[meteorite-list] Dawn Journal - December 29, 2016

From: Ron Baalke <baalke_at_meteoritecentral.com>
Date: Tue, 3 Jan 2017 16:32:30 -0800 (PST)
Message-ID: <201701040032.v040WUYC023033_at_zagami.jpl.nasa.gov>

http://dawn.jpl.nasa.gov/mission/journal_12_29_16.html

Dawn Journal
Dr. Marc Rayman
December 29, 2016

Dear Dawnimations,

Dawn is concluding a remarkable year of exploring dwarf planet Ceres.
At the beginning of 2016, the spacecraft was still a newcomer to its lowest
altitude orbit (the fourth since arriving at Ceres in March 2015), and
the flight team was looking forward to about three months of exciting
work there to uncover more of the alien world'ss mysteries.

[Animation]
This animation shows many views of Occator Crater and its distinctive,
captivating bright features. Dawn team members at the German Aerospace
Center (DLR) combined photographs and other data collected by Dawn to
make this video. (Unlike the visuals, the sounds are entirely speculative.)
We have discussed the Occator findings shown here before. For details,
see our last description, and follow the links from there to earlier Dawn
Journals. Original video and caption.

* [Provided data]:
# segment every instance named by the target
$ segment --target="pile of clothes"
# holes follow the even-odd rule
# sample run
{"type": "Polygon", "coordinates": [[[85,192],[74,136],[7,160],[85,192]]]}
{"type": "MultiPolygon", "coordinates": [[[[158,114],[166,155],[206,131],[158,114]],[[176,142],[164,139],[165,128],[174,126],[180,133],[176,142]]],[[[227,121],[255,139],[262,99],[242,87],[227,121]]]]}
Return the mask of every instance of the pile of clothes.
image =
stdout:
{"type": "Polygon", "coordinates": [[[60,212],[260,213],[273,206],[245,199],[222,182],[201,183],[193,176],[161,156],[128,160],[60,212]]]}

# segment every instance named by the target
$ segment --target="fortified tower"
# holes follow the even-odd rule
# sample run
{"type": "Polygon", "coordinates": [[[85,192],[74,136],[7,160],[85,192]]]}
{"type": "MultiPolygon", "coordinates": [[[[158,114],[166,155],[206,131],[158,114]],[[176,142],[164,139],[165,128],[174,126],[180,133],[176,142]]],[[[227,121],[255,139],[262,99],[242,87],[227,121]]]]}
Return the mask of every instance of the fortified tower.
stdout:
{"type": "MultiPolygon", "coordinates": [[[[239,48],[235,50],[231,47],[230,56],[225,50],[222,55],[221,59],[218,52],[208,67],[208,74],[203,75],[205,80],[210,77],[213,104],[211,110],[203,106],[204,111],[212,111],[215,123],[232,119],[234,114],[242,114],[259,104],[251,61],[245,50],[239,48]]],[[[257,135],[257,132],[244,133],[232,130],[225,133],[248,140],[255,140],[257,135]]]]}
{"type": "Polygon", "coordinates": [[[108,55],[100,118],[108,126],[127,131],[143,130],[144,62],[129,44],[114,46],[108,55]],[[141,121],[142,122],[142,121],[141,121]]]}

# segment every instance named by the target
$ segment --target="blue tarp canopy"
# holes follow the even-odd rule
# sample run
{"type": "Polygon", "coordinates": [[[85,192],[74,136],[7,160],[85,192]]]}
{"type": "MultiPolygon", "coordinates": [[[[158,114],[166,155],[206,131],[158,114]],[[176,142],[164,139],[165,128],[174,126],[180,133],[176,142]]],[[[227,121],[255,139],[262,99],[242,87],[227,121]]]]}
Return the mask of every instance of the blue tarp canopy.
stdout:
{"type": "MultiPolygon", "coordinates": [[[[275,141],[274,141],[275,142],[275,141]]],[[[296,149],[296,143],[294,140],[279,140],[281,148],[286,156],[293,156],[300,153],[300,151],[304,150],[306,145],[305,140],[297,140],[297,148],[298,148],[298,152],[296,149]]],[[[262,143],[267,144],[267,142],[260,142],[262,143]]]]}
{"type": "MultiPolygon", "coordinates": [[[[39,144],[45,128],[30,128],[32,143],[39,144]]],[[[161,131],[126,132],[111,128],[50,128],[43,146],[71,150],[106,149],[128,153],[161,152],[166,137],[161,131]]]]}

* [Task objective]:
Please list every distinct year that appears anywhere in the Dawn Journal post, header lines included. Rely only on the Dawn Journal post for your answers.

* [Task result]:
2015, 2016, 2017